- _Records provided_
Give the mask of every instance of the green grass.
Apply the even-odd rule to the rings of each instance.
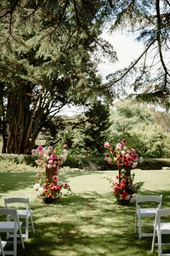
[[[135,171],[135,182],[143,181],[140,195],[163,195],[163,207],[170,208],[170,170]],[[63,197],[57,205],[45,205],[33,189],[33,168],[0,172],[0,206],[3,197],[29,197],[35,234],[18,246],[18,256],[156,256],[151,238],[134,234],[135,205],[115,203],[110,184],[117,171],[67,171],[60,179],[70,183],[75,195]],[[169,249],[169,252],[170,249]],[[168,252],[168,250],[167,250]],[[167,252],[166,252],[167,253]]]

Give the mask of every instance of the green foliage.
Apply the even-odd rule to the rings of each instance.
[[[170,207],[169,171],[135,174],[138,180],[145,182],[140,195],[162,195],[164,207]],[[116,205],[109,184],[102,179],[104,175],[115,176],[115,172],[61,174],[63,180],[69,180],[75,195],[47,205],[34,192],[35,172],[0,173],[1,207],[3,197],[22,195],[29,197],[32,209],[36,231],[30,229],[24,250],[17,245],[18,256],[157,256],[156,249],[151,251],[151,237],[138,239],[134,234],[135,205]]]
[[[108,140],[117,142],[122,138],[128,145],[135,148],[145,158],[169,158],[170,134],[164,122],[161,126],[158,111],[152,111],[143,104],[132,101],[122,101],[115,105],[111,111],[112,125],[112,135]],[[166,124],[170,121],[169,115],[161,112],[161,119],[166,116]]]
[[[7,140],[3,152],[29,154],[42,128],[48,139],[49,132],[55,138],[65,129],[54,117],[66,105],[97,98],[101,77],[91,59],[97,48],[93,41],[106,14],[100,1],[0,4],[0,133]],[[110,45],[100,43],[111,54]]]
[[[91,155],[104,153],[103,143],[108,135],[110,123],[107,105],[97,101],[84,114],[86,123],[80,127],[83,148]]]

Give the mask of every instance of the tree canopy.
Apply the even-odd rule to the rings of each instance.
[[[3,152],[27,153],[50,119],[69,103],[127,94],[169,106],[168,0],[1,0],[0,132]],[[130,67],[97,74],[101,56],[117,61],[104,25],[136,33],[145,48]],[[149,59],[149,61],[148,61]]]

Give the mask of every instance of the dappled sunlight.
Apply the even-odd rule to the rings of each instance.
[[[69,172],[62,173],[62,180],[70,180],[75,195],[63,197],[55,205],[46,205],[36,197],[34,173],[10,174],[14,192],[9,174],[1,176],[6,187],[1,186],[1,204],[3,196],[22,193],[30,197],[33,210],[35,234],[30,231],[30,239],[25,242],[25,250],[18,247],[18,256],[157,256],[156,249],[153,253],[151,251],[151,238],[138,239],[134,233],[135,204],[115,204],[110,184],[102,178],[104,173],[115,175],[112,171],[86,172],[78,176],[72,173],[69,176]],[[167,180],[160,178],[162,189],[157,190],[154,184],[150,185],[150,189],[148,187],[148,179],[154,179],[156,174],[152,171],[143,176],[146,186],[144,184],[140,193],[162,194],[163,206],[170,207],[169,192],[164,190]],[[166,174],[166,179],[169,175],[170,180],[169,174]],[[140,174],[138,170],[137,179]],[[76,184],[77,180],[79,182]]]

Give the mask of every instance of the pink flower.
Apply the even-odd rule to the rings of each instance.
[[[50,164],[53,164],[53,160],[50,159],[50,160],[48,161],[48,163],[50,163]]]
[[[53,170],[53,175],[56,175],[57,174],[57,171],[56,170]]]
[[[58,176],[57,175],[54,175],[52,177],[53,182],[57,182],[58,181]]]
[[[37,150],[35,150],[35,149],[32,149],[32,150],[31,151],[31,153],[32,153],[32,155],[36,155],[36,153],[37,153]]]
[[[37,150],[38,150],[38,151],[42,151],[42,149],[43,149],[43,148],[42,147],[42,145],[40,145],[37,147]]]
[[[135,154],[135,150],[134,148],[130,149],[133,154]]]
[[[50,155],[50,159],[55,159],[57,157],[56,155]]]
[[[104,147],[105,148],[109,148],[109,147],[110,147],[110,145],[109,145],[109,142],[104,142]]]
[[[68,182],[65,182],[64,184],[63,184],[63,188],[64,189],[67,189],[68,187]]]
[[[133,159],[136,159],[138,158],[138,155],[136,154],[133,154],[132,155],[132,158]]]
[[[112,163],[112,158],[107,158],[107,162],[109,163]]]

- _Written instruction_
Which lines in the records above contain the word "every"? Locate them and copy each one in full.

- _Solution to this problem_
Give the mask of every instance of the green grass.
Give the mask of every instance of the green foliage.
Give the mask of every instance of the tree canopy.
Give the mask of every instance of the dappled sunlight.
Give the mask of every instance of the pink flower.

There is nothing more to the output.